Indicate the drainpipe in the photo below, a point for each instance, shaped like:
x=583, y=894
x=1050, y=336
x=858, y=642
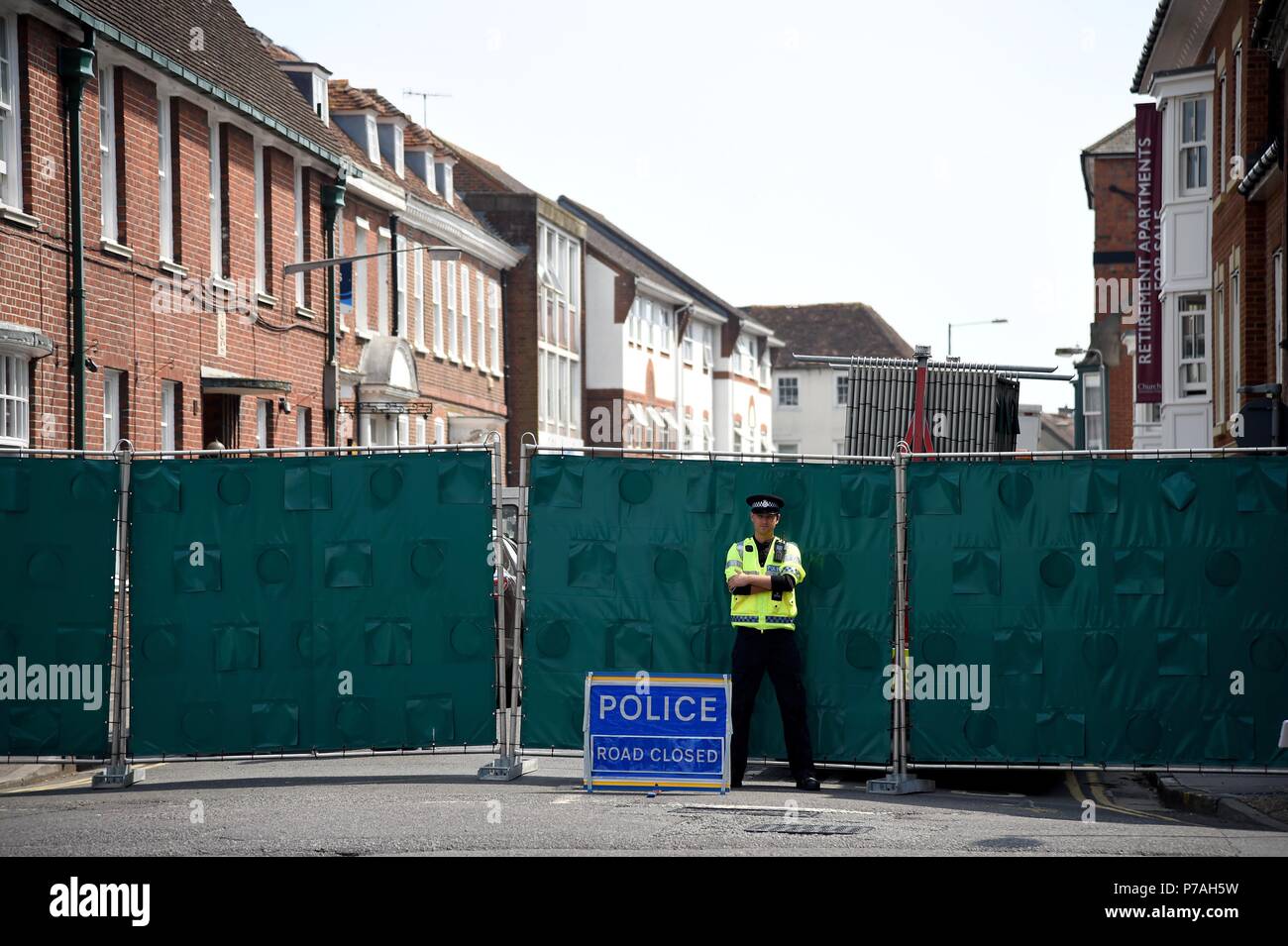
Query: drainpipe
x=393, y=273
x=76, y=68
x=333, y=200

TASK OBJECTIVE: Extract every line of the listing above word for word, omitting the picture.

FINISHED TASK:
Indicate the drainpipe in the photo below, a point for each instance, shaped like:
x=583, y=894
x=1050, y=336
x=858, y=642
Query: drainpipe
x=393, y=273
x=76, y=68
x=333, y=200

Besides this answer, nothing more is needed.